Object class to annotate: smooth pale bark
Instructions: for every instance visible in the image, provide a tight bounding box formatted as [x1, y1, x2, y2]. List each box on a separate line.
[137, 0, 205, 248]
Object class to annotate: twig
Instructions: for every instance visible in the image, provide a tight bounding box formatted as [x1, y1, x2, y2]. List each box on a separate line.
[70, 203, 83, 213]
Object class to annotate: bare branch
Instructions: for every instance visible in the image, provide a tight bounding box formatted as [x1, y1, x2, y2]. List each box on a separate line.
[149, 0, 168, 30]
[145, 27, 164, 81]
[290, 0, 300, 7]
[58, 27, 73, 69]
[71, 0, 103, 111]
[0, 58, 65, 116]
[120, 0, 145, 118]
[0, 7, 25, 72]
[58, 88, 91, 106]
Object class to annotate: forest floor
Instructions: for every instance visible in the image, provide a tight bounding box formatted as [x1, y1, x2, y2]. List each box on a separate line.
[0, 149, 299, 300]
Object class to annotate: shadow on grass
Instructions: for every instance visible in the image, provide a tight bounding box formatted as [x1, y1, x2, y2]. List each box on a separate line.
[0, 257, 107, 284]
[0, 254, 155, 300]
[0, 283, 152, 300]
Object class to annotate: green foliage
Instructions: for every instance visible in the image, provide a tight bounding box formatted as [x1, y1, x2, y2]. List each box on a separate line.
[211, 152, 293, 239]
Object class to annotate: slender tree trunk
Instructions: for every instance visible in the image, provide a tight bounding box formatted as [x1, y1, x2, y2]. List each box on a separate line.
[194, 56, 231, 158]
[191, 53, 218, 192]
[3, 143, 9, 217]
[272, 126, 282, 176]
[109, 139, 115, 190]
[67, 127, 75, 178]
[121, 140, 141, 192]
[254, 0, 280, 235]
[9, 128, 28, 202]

## INSTRUCTIONS TO FOLLOW
Go through the data above from its first line and copy each line exactly, stopping once the line with "Object class to annotate: bare branch" has been copied.

## ANSWER TO THIS TASK
Object class to annotate: smooth pale bark
Instructions: for every instance visible in the image, provide a tight bounding box formatted as [x1, y1, x2, y2]. List each box on a separate line.
[137, 0, 205, 248]
Object class to annotate: twig
Instructions: for every instance visible in the image, provide a tight bounding box formatted as [x1, y1, x2, y2]. List each box on a separate line.
[70, 203, 83, 213]
Object class to annotate: bare branch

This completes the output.